Named-object pointing records:
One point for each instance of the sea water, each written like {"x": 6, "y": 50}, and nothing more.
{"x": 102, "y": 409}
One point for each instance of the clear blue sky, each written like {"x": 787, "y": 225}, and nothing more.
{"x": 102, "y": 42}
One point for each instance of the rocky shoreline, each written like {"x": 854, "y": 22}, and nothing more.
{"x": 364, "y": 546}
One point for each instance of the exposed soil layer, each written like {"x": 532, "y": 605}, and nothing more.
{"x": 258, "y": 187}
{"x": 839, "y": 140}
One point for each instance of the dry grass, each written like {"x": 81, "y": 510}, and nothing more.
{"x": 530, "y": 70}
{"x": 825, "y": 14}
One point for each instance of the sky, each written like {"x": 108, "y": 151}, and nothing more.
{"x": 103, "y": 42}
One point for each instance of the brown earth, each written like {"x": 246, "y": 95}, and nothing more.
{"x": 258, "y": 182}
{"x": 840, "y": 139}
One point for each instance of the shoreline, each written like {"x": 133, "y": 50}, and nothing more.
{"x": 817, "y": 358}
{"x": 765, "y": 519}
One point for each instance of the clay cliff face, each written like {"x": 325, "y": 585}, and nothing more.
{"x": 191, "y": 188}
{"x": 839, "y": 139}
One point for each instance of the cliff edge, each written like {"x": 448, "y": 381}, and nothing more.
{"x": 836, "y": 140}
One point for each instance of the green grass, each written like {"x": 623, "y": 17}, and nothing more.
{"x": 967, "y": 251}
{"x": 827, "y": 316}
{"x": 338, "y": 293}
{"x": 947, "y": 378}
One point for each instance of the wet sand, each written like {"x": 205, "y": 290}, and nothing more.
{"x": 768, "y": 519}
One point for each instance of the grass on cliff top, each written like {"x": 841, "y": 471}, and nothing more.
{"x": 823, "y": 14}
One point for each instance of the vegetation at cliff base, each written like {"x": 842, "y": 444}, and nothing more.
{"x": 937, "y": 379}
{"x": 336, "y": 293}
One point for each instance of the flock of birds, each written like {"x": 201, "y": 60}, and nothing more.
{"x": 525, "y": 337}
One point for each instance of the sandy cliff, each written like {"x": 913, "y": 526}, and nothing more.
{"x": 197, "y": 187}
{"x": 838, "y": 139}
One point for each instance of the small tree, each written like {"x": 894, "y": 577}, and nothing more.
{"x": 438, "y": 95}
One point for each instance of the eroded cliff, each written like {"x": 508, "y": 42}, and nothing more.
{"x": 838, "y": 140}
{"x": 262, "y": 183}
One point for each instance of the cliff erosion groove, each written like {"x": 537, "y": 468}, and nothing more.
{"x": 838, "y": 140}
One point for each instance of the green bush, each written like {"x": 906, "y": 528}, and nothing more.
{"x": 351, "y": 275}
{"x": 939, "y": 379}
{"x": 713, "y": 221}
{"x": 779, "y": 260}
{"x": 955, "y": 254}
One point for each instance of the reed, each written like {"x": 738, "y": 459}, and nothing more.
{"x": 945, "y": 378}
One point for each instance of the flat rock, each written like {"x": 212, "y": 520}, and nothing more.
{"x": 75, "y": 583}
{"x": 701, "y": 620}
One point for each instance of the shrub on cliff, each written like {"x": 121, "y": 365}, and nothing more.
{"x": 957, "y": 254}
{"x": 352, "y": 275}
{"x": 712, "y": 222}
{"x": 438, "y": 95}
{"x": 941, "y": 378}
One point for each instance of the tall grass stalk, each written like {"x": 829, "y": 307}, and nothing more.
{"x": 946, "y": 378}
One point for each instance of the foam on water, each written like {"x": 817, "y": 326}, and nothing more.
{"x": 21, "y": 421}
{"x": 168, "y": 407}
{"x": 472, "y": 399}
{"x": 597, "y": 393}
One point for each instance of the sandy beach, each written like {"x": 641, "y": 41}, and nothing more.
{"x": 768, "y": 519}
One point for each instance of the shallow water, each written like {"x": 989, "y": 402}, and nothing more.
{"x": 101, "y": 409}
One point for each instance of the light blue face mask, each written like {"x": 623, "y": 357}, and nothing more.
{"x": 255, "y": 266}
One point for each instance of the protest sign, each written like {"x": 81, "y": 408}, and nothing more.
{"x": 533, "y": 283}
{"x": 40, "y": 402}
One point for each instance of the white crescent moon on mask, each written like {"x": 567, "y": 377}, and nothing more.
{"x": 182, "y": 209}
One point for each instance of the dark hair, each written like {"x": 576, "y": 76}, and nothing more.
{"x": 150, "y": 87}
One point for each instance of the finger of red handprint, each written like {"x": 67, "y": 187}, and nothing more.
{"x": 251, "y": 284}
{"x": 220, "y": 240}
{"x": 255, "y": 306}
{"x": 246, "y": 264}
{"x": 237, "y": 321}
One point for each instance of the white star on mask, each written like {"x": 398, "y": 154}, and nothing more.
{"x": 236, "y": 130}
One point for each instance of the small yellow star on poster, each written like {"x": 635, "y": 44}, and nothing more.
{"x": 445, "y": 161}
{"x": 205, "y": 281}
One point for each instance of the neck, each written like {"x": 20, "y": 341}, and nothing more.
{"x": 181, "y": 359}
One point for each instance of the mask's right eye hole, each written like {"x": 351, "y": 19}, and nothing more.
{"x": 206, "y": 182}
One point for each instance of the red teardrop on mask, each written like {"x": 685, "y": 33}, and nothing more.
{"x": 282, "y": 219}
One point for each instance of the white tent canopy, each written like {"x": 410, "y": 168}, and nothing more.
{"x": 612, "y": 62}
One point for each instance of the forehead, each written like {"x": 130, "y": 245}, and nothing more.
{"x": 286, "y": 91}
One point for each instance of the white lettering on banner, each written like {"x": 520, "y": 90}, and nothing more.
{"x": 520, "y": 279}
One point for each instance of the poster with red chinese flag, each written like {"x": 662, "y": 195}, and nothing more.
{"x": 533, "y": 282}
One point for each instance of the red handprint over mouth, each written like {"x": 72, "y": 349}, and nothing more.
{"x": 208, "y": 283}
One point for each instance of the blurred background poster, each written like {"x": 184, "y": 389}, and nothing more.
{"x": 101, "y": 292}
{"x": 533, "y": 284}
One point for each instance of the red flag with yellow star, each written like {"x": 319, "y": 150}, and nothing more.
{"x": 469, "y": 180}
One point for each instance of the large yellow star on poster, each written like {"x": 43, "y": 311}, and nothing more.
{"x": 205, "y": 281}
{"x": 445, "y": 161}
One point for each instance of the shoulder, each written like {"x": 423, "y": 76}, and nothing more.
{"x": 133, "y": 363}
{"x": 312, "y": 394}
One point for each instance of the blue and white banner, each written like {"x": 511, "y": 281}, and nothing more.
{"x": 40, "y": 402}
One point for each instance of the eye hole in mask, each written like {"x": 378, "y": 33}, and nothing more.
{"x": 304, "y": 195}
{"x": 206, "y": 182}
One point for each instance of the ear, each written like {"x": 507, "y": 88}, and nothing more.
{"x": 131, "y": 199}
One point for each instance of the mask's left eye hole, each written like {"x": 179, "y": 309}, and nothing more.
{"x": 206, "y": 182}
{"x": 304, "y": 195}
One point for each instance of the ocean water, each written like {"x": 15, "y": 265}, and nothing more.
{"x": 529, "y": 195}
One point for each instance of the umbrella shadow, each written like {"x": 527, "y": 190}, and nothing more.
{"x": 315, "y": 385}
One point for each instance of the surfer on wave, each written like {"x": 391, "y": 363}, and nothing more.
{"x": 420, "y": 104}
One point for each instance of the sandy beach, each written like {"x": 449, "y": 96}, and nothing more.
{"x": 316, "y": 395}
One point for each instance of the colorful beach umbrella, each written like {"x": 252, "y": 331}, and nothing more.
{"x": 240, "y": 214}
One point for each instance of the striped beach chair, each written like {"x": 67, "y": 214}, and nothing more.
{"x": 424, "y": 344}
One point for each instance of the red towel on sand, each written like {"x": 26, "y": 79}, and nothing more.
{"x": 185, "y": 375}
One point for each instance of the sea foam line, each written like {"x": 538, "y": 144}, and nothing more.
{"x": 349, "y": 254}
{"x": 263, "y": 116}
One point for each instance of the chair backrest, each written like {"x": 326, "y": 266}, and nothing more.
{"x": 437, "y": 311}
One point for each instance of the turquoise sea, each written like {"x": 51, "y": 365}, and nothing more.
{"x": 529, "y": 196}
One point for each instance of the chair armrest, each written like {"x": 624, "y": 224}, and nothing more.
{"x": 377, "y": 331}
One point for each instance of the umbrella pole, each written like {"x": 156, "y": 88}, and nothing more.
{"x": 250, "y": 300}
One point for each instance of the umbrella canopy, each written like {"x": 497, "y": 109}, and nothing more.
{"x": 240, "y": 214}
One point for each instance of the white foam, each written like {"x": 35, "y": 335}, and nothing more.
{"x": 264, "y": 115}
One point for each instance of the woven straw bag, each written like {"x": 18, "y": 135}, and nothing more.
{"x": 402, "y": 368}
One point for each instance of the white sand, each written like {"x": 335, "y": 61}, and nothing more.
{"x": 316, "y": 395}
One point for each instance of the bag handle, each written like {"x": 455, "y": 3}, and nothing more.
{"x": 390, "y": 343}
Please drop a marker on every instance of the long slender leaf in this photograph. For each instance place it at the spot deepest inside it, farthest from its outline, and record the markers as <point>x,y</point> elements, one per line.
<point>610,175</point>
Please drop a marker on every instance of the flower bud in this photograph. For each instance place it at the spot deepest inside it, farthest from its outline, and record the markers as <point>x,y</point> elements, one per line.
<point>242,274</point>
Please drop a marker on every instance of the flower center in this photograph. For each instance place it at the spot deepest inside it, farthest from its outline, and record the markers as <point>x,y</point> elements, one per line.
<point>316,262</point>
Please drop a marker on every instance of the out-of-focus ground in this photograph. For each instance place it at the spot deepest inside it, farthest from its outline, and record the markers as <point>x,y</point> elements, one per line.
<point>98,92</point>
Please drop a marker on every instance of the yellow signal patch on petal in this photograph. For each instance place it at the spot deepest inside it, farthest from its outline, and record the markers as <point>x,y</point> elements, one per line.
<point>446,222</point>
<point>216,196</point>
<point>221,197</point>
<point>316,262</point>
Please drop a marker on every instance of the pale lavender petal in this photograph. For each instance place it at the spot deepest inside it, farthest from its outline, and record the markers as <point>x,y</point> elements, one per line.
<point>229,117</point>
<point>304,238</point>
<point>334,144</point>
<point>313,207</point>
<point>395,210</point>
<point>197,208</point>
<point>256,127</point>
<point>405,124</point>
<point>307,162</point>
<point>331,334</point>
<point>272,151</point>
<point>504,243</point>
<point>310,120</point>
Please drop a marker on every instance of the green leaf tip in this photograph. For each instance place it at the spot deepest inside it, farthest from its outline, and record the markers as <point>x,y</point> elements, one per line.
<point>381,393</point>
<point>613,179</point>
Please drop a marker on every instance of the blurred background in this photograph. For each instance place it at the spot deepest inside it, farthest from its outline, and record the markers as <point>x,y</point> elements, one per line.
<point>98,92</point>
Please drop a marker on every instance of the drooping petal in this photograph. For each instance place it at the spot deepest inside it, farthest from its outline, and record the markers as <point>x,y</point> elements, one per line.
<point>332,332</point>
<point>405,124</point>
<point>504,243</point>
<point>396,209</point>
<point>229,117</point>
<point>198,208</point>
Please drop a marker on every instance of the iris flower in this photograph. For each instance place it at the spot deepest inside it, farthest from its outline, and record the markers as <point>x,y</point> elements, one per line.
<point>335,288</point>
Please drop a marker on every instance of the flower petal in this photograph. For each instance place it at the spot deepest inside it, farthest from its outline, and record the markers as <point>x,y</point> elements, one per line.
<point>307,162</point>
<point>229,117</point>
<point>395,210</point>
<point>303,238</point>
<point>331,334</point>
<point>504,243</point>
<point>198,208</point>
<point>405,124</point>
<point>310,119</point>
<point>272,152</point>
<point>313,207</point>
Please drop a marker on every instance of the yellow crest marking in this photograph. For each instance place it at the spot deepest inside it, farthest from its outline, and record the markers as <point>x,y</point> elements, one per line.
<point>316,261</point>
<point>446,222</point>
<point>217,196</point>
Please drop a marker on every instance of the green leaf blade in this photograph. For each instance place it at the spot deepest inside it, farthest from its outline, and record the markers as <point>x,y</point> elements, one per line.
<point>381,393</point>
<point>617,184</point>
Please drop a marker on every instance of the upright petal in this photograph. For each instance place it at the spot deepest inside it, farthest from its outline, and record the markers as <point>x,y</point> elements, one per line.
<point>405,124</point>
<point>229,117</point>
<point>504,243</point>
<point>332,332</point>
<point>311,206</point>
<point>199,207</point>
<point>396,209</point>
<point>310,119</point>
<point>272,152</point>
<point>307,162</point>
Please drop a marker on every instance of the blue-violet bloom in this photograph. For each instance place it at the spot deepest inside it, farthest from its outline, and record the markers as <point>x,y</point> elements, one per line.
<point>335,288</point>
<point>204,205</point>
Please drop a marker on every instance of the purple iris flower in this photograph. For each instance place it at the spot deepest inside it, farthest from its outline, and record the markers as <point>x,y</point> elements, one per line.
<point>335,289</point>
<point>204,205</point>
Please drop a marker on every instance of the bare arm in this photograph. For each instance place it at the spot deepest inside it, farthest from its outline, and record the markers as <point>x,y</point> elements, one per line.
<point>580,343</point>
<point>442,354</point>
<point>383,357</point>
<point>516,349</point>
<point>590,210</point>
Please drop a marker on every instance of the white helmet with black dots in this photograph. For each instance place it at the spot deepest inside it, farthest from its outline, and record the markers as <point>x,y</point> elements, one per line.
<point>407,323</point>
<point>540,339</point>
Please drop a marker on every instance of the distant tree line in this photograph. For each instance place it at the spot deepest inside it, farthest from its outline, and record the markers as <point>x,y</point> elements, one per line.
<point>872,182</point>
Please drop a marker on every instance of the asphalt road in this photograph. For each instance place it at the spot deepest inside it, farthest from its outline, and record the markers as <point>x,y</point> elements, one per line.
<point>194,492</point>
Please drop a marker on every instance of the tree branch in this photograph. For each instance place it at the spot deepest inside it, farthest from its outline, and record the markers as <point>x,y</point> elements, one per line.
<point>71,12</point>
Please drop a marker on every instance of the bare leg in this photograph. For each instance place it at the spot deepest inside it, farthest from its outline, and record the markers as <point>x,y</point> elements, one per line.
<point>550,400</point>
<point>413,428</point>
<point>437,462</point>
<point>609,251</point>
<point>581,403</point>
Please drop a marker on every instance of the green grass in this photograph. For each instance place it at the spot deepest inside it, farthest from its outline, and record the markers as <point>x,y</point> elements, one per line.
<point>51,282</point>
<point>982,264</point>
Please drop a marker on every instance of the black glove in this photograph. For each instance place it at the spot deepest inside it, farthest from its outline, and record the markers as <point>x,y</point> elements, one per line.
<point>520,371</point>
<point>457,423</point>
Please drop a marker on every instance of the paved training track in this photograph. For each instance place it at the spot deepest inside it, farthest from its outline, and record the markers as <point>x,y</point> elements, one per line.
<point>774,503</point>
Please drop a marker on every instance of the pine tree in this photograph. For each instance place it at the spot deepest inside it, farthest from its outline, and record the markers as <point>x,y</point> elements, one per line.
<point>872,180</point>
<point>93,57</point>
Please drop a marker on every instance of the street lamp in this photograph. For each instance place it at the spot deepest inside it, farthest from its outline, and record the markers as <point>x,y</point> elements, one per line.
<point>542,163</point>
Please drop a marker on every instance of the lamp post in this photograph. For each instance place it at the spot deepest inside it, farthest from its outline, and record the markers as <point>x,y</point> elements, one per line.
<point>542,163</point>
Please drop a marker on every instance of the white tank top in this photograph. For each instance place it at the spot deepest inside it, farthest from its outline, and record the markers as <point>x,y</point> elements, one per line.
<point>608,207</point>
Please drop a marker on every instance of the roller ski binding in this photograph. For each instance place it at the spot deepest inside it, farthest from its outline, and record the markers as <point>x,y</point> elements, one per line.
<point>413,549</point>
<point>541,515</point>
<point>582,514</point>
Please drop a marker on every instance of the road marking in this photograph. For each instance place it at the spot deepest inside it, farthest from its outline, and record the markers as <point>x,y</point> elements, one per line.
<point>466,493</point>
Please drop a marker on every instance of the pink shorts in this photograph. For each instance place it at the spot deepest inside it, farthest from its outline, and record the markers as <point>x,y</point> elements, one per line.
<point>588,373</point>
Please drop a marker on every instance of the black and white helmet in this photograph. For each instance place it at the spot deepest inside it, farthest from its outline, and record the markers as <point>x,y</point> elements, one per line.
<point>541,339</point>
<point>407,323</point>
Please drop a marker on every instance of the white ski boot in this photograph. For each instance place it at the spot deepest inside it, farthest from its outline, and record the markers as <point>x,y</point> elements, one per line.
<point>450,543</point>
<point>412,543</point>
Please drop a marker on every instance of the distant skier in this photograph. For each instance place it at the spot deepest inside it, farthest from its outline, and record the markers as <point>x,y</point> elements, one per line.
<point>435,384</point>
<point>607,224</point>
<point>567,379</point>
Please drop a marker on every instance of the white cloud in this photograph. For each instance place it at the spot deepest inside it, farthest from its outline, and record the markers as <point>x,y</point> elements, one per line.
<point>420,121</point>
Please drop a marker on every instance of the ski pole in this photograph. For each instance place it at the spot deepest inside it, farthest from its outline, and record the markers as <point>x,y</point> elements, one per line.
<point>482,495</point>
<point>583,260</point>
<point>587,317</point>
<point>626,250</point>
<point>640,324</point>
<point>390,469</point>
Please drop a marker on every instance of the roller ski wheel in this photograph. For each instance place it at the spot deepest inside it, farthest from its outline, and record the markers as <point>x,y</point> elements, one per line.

▸ **What is expected**: Rewrite the lines beginning with the one containing "Please drop a marker on every instance of the green grass" and continuing through the one containing "<point>51,282</point>", replacing "green grass" with "tall grass" and leaving everything else unchanged.

▸ **Expected answer**:
Please drop a marker on every instance of the tall grass in this photograph. For each instance place it at the spot deepest inside it, farthest from its outline, and record the markers as <point>x,y</point> elements, one per line.
<point>51,282</point>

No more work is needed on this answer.